-------- Input for this task

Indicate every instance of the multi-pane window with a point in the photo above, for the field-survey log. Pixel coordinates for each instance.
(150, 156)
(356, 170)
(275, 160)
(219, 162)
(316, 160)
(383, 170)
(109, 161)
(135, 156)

----------------

● **What this task involves**
Retype all of the material above, line for line, with no changes.

● **Output for this exercise**
Indicate every instance of the multi-pane window with a point in the photo above, for the field-survey log. Pixel coordinates for each instance.
(150, 156)
(356, 170)
(275, 160)
(219, 162)
(316, 160)
(383, 170)
(109, 161)
(135, 156)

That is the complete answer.